**REQUIREMENTS:** Can you rewrite all of the data below as a numbered list, leaving out any blank lines?

**PROVIDED RECORDS:**
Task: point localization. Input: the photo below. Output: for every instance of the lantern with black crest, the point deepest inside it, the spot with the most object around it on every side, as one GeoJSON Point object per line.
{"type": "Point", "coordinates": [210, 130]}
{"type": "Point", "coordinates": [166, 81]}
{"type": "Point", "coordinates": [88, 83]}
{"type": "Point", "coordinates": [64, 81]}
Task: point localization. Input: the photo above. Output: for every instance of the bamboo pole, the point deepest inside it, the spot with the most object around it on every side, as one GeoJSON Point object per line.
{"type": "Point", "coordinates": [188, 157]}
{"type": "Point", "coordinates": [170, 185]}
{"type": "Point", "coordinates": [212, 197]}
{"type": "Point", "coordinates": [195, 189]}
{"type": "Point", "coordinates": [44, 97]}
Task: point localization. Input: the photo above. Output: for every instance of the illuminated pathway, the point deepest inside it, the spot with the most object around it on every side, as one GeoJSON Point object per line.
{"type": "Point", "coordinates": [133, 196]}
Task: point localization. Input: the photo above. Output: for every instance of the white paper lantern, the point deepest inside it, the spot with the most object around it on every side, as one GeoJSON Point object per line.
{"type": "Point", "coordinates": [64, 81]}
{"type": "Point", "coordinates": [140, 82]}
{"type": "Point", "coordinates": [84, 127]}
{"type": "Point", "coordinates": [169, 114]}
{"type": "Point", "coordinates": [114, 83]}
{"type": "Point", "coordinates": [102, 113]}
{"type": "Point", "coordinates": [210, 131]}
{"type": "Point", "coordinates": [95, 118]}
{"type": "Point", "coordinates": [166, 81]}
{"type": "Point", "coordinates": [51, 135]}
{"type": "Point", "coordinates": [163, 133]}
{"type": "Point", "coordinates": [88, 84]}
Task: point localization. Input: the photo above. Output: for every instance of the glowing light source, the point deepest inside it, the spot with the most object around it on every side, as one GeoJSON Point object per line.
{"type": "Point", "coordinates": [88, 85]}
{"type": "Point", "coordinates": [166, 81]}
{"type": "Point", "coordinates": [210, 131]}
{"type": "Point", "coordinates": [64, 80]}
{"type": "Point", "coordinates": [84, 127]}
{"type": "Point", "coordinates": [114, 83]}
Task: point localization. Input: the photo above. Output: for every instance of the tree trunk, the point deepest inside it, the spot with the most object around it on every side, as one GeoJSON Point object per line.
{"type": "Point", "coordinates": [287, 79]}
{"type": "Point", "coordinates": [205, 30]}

**RESPONSE TO THE EXERCISE:**
1. Task: point localization. Input: the photo below. Output: for every instance of the lantern with black crest, the point deepest inside it, the spot with the most object around it on every side, as one GeoJSON Point object per line.
2. {"type": "Point", "coordinates": [210, 130]}
3. {"type": "Point", "coordinates": [166, 81]}
4. {"type": "Point", "coordinates": [88, 83]}
5. {"type": "Point", "coordinates": [64, 81]}
6. Task: point localization. Input: the photo above. Output: for every instance of the bamboo pole, the point deepest inside it, the spot with the most object around it on every side, as one GeoJSON Point object per line.
7. {"type": "Point", "coordinates": [188, 157]}
8. {"type": "Point", "coordinates": [170, 185]}
9. {"type": "Point", "coordinates": [212, 197]}
10. {"type": "Point", "coordinates": [195, 189]}
11. {"type": "Point", "coordinates": [44, 97]}
12. Task: point localization. Input: the photo above. Output: for every instance of the illuminated pathway, the point deepest inside it, the spot with the most object around it on every side, as one GeoJSON Point object per line.
13. {"type": "Point", "coordinates": [133, 196]}
14. Task: point localization. Input: the photo above. Output: for every instance of the white paper lantern, the point deepest inside it, the spot with the most object around it on every side, as one GeoJSON Point object per line.
15. {"type": "Point", "coordinates": [64, 81]}
16. {"type": "Point", "coordinates": [140, 82]}
17. {"type": "Point", "coordinates": [84, 127]}
18. {"type": "Point", "coordinates": [169, 114]}
19. {"type": "Point", "coordinates": [114, 83]}
20. {"type": "Point", "coordinates": [102, 113]}
21. {"type": "Point", "coordinates": [210, 131]}
22. {"type": "Point", "coordinates": [95, 118]}
23. {"type": "Point", "coordinates": [166, 81]}
24. {"type": "Point", "coordinates": [51, 135]}
25. {"type": "Point", "coordinates": [163, 133]}
26. {"type": "Point", "coordinates": [88, 84]}
27. Task: point localization. Input: the photo above. Output: for every instance of the glowing light source, the point deepest inside it, the spot with the most object around it on every side, as one GeoJSON Point object per line.
28. {"type": "Point", "coordinates": [88, 85]}
29. {"type": "Point", "coordinates": [166, 81]}
30. {"type": "Point", "coordinates": [210, 131]}
31. {"type": "Point", "coordinates": [64, 80]}
32. {"type": "Point", "coordinates": [84, 127]}
33. {"type": "Point", "coordinates": [114, 83]}
34. Task: point localization. Input: the photo above. Output: for every instance of the tree trunk, the point deepest inside it, the spot with the most object around it on every side, as one GeoJSON Point object per line.
35. {"type": "Point", "coordinates": [287, 79]}
36. {"type": "Point", "coordinates": [205, 30]}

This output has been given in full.